- **Your goal**
Reproduce, exactly, the lines of the material below from the line containing "Query: white bathtub" through the line containing "Query: bathtub", with both end lines included and nothing else.

- **Records for processing**
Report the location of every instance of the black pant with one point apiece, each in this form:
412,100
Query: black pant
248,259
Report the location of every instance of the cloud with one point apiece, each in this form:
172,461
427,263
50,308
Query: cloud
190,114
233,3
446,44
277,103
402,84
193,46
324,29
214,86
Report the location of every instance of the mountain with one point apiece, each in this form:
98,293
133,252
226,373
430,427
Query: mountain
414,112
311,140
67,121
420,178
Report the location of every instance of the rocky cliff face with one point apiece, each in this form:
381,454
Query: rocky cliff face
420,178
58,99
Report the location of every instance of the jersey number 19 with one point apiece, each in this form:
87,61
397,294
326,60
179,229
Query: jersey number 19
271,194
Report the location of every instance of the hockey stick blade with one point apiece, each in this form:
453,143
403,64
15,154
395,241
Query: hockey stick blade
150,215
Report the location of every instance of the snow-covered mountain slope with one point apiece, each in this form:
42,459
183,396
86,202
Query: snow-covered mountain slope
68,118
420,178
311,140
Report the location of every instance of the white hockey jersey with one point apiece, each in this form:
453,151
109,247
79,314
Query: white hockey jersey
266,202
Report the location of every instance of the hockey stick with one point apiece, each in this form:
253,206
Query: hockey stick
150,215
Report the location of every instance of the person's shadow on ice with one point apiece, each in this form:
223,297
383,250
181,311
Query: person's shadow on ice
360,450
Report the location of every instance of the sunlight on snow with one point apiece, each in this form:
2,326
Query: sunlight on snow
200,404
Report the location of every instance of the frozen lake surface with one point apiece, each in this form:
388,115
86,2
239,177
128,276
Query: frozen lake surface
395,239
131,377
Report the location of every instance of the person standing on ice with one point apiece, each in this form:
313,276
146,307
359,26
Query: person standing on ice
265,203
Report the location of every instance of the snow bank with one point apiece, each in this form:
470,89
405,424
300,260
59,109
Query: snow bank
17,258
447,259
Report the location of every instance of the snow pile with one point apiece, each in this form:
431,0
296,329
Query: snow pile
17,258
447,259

==

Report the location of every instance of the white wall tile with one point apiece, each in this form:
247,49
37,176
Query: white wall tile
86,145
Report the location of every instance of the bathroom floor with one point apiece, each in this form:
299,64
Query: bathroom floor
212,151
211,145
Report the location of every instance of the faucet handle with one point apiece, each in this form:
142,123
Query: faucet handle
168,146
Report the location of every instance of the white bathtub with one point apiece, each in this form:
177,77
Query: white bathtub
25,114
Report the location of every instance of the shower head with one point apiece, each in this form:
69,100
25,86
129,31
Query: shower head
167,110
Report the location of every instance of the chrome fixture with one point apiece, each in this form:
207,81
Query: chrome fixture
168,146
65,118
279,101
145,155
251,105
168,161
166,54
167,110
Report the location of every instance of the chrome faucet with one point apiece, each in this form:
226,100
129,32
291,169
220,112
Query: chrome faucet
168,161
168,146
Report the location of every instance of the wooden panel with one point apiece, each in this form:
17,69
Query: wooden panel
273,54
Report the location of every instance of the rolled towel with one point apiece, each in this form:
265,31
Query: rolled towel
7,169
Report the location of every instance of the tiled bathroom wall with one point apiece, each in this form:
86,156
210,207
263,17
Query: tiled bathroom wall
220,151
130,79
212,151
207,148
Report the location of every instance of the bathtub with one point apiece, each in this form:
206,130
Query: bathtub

* * *

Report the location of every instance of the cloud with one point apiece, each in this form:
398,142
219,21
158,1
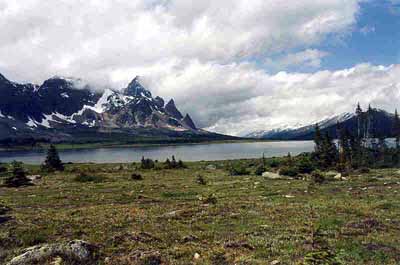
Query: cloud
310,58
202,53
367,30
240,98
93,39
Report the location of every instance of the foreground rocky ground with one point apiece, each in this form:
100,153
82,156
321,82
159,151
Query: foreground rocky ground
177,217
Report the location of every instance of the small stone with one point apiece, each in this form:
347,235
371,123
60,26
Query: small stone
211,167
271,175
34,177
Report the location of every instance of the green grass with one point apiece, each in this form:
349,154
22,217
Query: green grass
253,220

- **Solution for this task**
Query: white bathtub
25,114
Report the location of every instance of the shower head with one point apiece, each in this form:
69,100
25,86
129,31
Query: shower head
167,110
Report the location of every instance of the chrome fixture with one point apiece, each in this form:
207,81
Query: chrome fixture
168,146
65,118
279,101
145,155
251,105
168,161
166,54
167,110
Report the location of every instance of the chrome faucet with one point apiece, each in this form:
226,100
129,32
291,169
220,112
Query: chrome faucet
168,161
168,146
Report the location of every instance of the wooden panel with one point apiece, each in this form:
17,69
Query: wooden panel
273,54
Report the location of every instance of the rolled towel with one point apiece, each in this form:
265,31
Query: rolled towel
7,169
Report the location of every instance of the tiled bathroom wall with one point apiece, each in this form:
86,156
210,207
263,17
Query: tiled bathroom wall
220,151
130,79
212,151
207,148
Report the location of every instance of the bathtub with one point apiece, each in this form:
206,130
Query: bathtub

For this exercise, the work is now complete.